======== PROVIDED TEXT ========
In the last three months, Teva Pharmaceutical Industries (TEVA) has received generally bullish ratings from analysts, with 3 out of 4 ratings being either bullish or somewhat bullish. The average analyst price target has increased by 5.49% to $22.50, with targets ranging from $20.00 to $25.00. Recent analyst actions include Truist Securities initiating coverage with a Buy rating and JP Morgan upgrading its rating to Overweight, reflecting a positive shift in sentiment despite Teva's challenges in revenue growth and net margin compared to industry peers.
========
→ TASK INSTRUCTIONS:
(a) Translate this sentence from the text on Teva analyst ratings into Spanish: "The average analyst price target has increased by 5.49% to $22.50, with targets ranging from $20.00 to $25.00."
(b) From the text on Teva analyst ratings, set down the passage starting with "In the last" and going on through "to industry peers.".
Rely only on the text above and draw on no outside information.
======== AVAILABLE DATA ========
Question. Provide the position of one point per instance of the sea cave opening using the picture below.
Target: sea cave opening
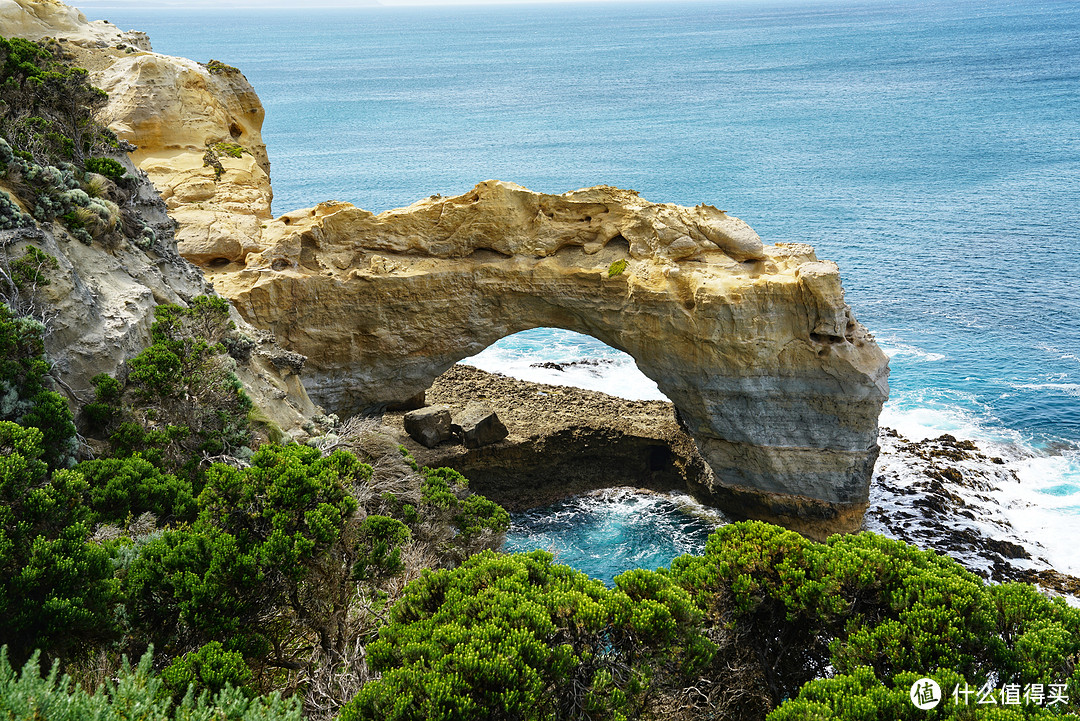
(602, 481)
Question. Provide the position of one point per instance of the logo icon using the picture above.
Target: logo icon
(926, 694)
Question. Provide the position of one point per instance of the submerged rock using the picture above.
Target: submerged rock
(478, 425)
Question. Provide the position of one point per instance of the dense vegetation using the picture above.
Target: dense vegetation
(259, 580)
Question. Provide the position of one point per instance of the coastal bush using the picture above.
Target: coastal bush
(48, 105)
(11, 215)
(120, 488)
(181, 403)
(520, 637)
(240, 573)
(617, 268)
(211, 668)
(108, 167)
(135, 693)
(379, 547)
(794, 611)
(56, 588)
(469, 522)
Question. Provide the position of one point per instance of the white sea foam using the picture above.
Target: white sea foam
(1067, 389)
(895, 349)
(607, 370)
(1036, 498)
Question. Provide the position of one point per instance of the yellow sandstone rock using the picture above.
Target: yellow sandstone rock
(772, 376)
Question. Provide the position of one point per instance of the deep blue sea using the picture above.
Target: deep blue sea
(932, 149)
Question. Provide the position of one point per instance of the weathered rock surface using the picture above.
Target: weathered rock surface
(103, 300)
(429, 426)
(35, 19)
(175, 111)
(561, 441)
(775, 380)
(99, 303)
(478, 425)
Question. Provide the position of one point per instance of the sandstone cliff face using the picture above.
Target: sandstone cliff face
(35, 19)
(778, 383)
(99, 304)
(174, 110)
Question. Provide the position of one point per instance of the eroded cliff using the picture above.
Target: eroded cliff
(772, 376)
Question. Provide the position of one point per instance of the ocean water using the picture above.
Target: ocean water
(610, 531)
(932, 149)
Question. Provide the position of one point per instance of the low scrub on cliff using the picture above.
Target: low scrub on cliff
(53, 151)
(765, 623)
(180, 406)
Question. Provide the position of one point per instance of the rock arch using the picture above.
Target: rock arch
(779, 384)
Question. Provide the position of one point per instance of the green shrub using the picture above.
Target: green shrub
(239, 574)
(50, 105)
(56, 589)
(863, 604)
(181, 402)
(378, 548)
(208, 669)
(123, 487)
(480, 514)
(518, 637)
(107, 166)
(11, 215)
(134, 694)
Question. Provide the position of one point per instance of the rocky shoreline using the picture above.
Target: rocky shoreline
(563, 440)
(937, 493)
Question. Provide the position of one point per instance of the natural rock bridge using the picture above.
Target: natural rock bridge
(778, 383)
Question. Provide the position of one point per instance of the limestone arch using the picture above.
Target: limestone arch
(775, 380)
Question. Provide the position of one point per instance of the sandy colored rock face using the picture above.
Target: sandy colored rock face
(779, 384)
(173, 110)
(35, 19)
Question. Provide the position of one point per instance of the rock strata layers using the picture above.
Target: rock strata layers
(197, 126)
(561, 441)
(774, 379)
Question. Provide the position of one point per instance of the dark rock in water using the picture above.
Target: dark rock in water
(478, 425)
(413, 404)
(591, 364)
(429, 426)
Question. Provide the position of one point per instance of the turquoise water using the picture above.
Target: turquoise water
(931, 149)
(608, 532)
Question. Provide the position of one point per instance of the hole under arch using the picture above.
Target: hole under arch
(564, 357)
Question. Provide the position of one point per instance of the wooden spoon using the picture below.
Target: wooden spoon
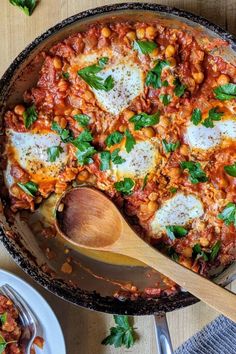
(90, 220)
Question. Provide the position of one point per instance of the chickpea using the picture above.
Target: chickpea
(57, 63)
(149, 132)
(122, 128)
(187, 252)
(131, 35)
(140, 33)
(83, 176)
(174, 172)
(204, 241)
(62, 85)
(106, 32)
(170, 51)
(223, 79)
(184, 149)
(150, 32)
(88, 95)
(198, 77)
(172, 61)
(153, 196)
(128, 114)
(152, 206)
(19, 109)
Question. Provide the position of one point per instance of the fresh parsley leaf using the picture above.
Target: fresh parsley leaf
(145, 181)
(54, 152)
(153, 78)
(179, 88)
(122, 334)
(105, 158)
(125, 186)
(225, 92)
(27, 6)
(215, 250)
(113, 138)
(30, 188)
(196, 116)
(82, 119)
(169, 147)
(196, 174)
(213, 115)
(65, 134)
(66, 75)
(174, 232)
(144, 47)
(130, 141)
(165, 99)
(228, 214)
(84, 153)
(89, 75)
(144, 120)
(199, 253)
(3, 318)
(115, 158)
(173, 190)
(30, 115)
(231, 170)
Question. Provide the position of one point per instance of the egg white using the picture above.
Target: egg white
(140, 161)
(201, 137)
(178, 210)
(29, 150)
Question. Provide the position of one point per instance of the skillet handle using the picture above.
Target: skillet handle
(163, 339)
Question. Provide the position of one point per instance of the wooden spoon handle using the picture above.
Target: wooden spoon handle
(212, 294)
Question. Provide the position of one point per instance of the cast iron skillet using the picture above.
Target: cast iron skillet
(90, 292)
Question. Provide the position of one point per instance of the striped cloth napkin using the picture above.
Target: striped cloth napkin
(218, 337)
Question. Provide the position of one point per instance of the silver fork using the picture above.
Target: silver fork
(28, 320)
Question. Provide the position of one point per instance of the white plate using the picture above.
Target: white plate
(52, 333)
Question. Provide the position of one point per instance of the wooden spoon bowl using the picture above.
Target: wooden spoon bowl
(90, 220)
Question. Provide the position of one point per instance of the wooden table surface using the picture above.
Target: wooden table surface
(85, 329)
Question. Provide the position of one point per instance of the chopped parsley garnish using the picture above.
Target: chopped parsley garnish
(89, 75)
(144, 47)
(125, 186)
(179, 88)
(231, 170)
(196, 174)
(105, 158)
(165, 99)
(121, 335)
(225, 92)
(213, 115)
(66, 75)
(174, 232)
(153, 78)
(30, 188)
(142, 120)
(145, 181)
(196, 116)
(228, 214)
(170, 147)
(27, 6)
(115, 158)
(54, 152)
(65, 134)
(130, 141)
(30, 115)
(82, 119)
(114, 138)
(3, 318)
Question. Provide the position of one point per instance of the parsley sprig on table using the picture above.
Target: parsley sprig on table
(89, 75)
(27, 6)
(121, 335)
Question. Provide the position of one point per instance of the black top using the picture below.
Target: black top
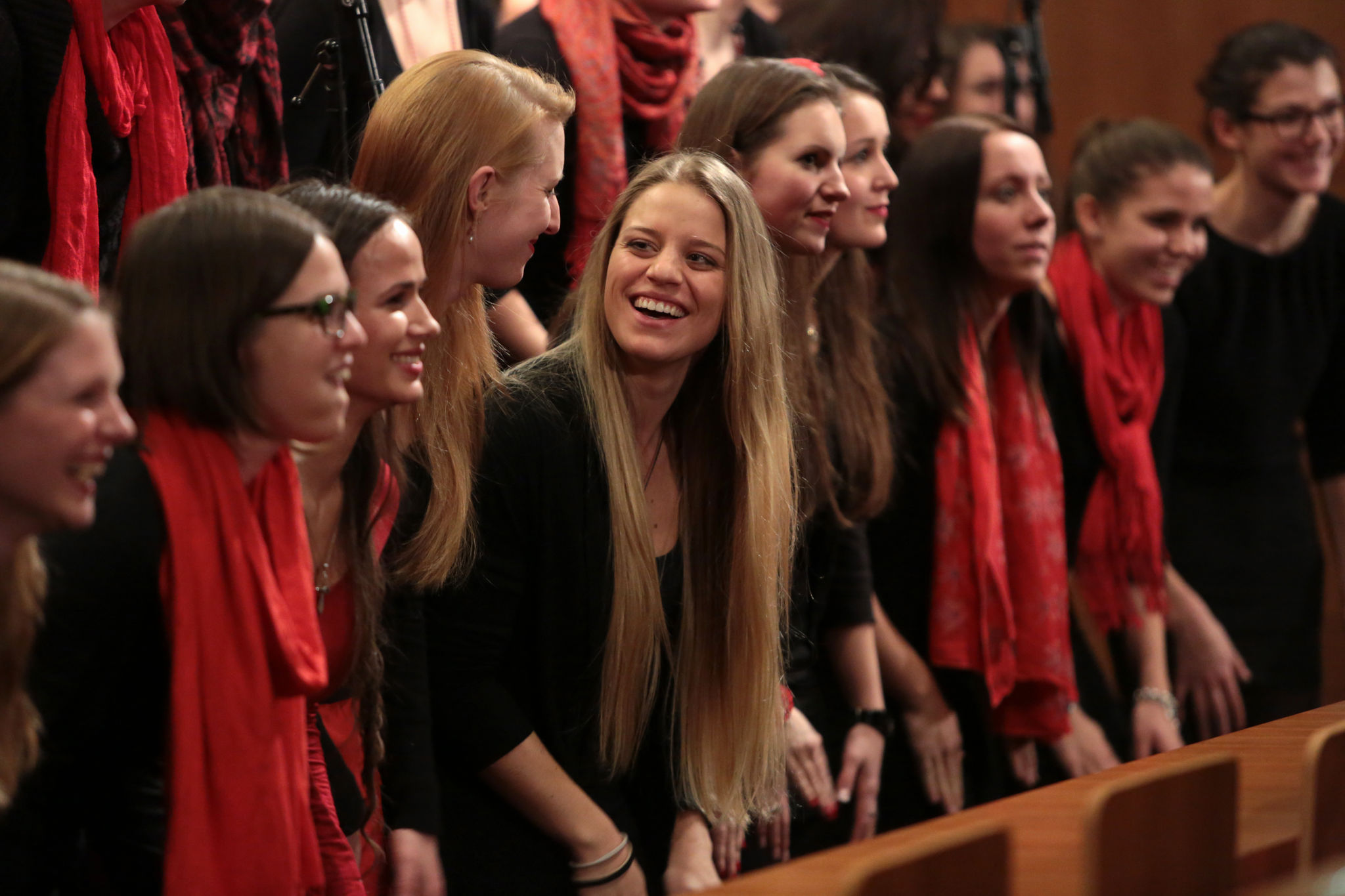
(1255, 349)
(34, 35)
(902, 551)
(313, 129)
(100, 680)
(518, 648)
(529, 41)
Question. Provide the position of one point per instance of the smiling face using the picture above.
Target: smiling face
(1015, 224)
(663, 296)
(1153, 237)
(862, 219)
(519, 207)
(797, 178)
(58, 429)
(1302, 163)
(296, 373)
(387, 274)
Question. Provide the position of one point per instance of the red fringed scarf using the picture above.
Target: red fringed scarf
(237, 585)
(1001, 602)
(654, 79)
(132, 73)
(1121, 359)
(229, 70)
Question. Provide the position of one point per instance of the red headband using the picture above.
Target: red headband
(807, 64)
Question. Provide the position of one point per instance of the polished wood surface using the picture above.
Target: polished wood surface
(1166, 830)
(1324, 802)
(963, 863)
(1047, 825)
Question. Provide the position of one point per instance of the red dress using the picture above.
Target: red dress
(341, 717)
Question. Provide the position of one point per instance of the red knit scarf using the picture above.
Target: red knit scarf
(654, 78)
(1121, 360)
(132, 73)
(1001, 602)
(237, 584)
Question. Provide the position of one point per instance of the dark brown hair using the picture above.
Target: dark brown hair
(1113, 158)
(933, 285)
(1250, 55)
(892, 42)
(191, 282)
(353, 218)
(735, 116)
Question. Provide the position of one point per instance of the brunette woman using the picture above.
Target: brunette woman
(472, 148)
(1134, 224)
(608, 679)
(634, 69)
(181, 643)
(778, 121)
(1255, 351)
(350, 503)
(979, 594)
(60, 421)
(848, 297)
(892, 42)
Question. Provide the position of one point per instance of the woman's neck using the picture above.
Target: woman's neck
(320, 465)
(650, 394)
(1259, 217)
(254, 452)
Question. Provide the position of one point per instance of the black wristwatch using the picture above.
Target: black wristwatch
(880, 720)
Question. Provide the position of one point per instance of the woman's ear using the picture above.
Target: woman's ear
(478, 188)
(1088, 217)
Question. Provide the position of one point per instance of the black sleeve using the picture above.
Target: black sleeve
(471, 628)
(409, 781)
(852, 581)
(100, 680)
(410, 785)
(1324, 419)
(530, 42)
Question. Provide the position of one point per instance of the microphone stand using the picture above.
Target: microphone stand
(1036, 47)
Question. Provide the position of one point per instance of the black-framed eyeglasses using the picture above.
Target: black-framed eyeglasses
(1294, 124)
(328, 310)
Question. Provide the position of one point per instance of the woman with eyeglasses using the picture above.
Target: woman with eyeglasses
(182, 644)
(1255, 351)
(351, 486)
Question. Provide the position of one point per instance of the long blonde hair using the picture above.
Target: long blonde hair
(732, 441)
(428, 133)
(38, 310)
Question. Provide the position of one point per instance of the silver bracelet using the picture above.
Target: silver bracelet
(626, 840)
(1162, 698)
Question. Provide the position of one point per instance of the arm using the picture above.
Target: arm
(854, 657)
(535, 784)
(517, 327)
(1155, 729)
(1208, 666)
(933, 729)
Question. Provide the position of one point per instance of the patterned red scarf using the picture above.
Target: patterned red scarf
(1001, 602)
(1121, 360)
(229, 70)
(237, 584)
(654, 79)
(132, 73)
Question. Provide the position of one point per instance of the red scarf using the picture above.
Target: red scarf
(237, 584)
(1121, 360)
(132, 73)
(1001, 601)
(654, 79)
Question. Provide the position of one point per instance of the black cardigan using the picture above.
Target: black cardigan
(518, 648)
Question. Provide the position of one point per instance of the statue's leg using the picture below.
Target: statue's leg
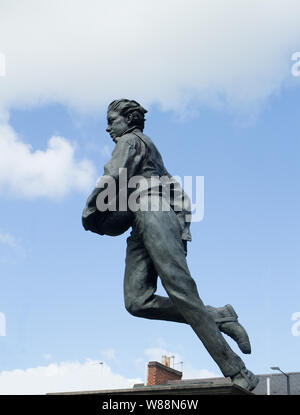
(161, 234)
(140, 285)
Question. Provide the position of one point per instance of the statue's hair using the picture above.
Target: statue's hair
(125, 107)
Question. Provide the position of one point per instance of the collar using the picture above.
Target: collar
(127, 132)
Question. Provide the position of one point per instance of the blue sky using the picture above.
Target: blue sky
(61, 287)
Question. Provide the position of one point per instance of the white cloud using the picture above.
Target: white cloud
(52, 172)
(87, 52)
(109, 354)
(62, 377)
(84, 53)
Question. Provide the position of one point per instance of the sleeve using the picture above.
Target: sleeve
(182, 207)
(124, 155)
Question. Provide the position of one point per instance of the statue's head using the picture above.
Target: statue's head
(123, 114)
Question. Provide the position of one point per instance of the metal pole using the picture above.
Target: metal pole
(268, 386)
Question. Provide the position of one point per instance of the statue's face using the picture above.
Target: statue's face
(116, 124)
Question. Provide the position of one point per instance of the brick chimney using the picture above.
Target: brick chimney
(159, 374)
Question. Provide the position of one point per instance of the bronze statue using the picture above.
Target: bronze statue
(157, 245)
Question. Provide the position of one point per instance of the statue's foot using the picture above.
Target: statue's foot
(234, 329)
(245, 379)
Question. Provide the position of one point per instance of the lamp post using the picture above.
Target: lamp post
(287, 378)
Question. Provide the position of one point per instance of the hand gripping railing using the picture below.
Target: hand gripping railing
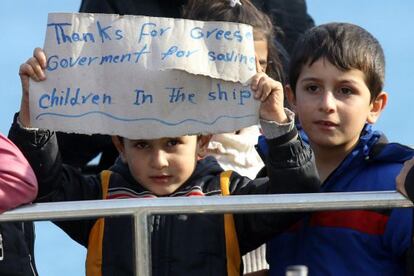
(142, 209)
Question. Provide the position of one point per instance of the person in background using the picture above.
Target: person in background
(336, 80)
(18, 186)
(405, 180)
(236, 151)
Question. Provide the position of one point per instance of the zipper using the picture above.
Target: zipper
(31, 265)
(1, 248)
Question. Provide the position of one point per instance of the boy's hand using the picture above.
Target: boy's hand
(270, 93)
(33, 68)
(400, 179)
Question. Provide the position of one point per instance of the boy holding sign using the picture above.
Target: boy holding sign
(169, 167)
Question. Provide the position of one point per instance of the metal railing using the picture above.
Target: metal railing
(142, 209)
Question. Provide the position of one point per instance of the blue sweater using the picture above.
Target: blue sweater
(352, 242)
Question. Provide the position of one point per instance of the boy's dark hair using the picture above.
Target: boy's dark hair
(247, 13)
(346, 46)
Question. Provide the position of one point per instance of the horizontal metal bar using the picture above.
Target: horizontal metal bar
(210, 204)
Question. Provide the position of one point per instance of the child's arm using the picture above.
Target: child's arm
(405, 180)
(18, 184)
(34, 69)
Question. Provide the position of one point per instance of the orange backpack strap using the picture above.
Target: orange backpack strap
(232, 243)
(94, 254)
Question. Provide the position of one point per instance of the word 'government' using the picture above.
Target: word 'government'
(147, 30)
(143, 49)
(71, 97)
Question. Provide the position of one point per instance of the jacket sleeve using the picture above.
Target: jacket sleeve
(18, 184)
(57, 182)
(291, 169)
(409, 184)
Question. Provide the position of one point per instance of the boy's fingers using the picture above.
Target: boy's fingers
(258, 66)
(26, 70)
(255, 80)
(39, 54)
(37, 70)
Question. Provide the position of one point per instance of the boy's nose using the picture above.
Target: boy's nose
(159, 159)
(327, 102)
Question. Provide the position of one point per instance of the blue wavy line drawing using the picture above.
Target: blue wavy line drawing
(141, 119)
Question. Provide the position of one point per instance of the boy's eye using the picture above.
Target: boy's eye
(312, 88)
(172, 142)
(141, 145)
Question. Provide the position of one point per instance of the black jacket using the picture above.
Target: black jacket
(181, 245)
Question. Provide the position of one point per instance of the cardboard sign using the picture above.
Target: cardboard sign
(144, 77)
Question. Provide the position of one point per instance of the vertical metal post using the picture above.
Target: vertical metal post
(142, 244)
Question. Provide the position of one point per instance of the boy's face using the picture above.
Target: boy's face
(334, 105)
(161, 165)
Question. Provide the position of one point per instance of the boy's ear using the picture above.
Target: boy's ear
(377, 106)
(290, 96)
(119, 145)
(202, 144)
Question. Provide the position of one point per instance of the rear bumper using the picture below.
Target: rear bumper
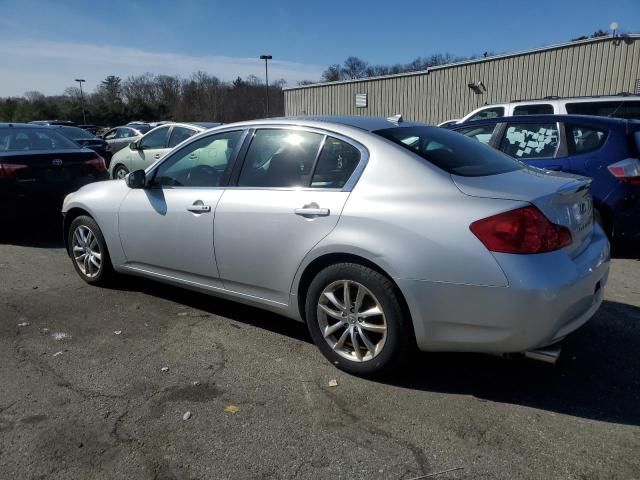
(549, 296)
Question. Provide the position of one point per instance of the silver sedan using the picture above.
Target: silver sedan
(381, 235)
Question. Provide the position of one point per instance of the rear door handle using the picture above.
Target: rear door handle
(199, 207)
(312, 212)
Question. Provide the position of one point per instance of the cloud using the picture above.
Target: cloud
(50, 67)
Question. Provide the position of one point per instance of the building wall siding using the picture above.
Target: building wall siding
(596, 67)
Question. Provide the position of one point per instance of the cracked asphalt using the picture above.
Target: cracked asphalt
(93, 404)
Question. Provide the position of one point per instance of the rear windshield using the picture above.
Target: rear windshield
(75, 132)
(617, 108)
(451, 151)
(23, 139)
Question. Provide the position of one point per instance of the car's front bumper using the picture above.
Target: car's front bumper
(549, 296)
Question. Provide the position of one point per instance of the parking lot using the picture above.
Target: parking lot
(95, 383)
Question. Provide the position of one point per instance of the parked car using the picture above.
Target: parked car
(39, 166)
(119, 137)
(84, 138)
(378, 234)
(152, 146)
(605, 149)
(620, 106)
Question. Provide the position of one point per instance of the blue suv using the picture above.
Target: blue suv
(605, 149)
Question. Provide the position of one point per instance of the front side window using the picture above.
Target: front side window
(586, 139)
(617, 108)
(155, 139)
(482, 133)
(453, 153)
(486, 113)
(198, 164)
(179, 134)
(534, 109)
(530, 140)
(280, 158)
(336, 163)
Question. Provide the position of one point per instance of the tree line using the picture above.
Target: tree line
(149, 97)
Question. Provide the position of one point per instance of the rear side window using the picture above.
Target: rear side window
(586, 139)
(530, 140)
(336, 163)
(535, 109)
(616, 108)
(482, 133)
(485, 113)
(280, 158)
(453, 153)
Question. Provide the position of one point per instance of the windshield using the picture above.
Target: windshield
(451, 151)
(25, 139)
(75, 132)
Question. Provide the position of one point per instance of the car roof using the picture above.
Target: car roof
(585, 119)
(368, 124)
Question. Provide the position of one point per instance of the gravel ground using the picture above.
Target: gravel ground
(95, 383)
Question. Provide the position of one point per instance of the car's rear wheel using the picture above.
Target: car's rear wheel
(355, 317)
(120, 172)
(88, 251)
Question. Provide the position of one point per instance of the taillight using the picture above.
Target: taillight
(9, 169)
(97, 163)
(627, 170)
(524, 230)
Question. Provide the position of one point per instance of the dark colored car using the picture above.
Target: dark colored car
(605, 149)
(119, 137)
(39, 166)
(86, 139)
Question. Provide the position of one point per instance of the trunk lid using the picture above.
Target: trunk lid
(562, 197)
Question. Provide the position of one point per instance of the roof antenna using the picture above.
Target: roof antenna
(397, 118)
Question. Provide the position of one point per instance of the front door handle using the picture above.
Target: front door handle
(312, 210)
(199, 207)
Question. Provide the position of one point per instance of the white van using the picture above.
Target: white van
(622, 106)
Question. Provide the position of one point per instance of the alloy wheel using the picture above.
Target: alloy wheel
(352, 320)
(86, 251)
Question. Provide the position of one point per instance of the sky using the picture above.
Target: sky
(45, 45)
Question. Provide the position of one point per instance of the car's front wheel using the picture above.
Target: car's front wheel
(120, 172)
(88, 251)
(355, 317)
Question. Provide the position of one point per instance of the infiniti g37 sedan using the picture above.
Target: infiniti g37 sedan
(380, 234)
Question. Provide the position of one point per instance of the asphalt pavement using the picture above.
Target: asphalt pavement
(95, 384)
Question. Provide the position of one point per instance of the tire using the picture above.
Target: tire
(120, 172)
(88, 251)
(383, 340)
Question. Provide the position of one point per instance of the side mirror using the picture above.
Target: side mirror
(136, 179)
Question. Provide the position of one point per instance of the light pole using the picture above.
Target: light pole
(266, 59)
(84, 118)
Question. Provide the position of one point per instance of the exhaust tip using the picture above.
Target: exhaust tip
(548, 354)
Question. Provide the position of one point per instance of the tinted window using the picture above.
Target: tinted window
(615, 108)
(155, 139)
(19, 139)
(336, 163)
(535, 109)
(482, 133)
(179, 134)
(485, 113)
(530, 140)
(75, 132)
(454, 153)
(198, 164)
(586, 139)
(280, 158)
(111, 134)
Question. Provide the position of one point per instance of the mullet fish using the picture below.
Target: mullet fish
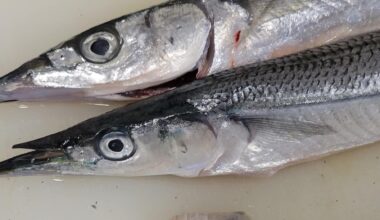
(251, 120)
(155, 50)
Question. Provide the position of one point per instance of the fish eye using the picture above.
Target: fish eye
(116, 146)
(100, 47)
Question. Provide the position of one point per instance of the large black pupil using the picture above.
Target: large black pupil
(116, 145)
(100, 47)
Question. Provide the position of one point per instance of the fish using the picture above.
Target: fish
(155, 50)
(212, 216)
(251, 120)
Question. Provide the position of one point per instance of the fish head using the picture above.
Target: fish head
(129, 54)
(163, 146)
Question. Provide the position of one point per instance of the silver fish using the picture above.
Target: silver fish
(252, 120)
(155, 50)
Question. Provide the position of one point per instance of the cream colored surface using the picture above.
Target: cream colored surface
(344, 186)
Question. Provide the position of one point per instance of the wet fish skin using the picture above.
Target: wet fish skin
(252, 120)
(151, 47)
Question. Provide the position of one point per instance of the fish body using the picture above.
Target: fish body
(250, 120)
(157, 49)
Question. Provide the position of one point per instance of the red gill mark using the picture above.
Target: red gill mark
(237, 38)
(232, 63)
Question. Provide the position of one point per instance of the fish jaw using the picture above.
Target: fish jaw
(149, 147)
(131, 53)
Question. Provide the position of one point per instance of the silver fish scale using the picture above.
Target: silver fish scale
(344, 70)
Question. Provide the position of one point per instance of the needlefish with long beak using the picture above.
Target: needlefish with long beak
(254, 119)
(155, 50)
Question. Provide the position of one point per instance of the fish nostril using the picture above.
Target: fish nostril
========
→ LIST OF SOLUTIONS:
(a) El precio objetivo medio de los analistas ha aumentado un 5,49 %, hasta 22,50 dólares, con objetivos que van de 20,00 a 25,00 dólares.

(b)
In the last three months, Teva Pharmaceutical Industries (TEVA) has received generally bullish ratings from analysts, with 3 out of 4 ratings being either bullish or somewhat bullish. The average analyst price target has increased by 5.49% to $22.50, with targets ranging from $20.00 to $25.00. Recent analyst actions include Truist Securities initiating coverage with a Buy rating and JP Morgan upgrading its rating to Overweight, reflecting a positive shift in sentiment despite Teva's challenges in revenue growth and net margin compared to industry peers.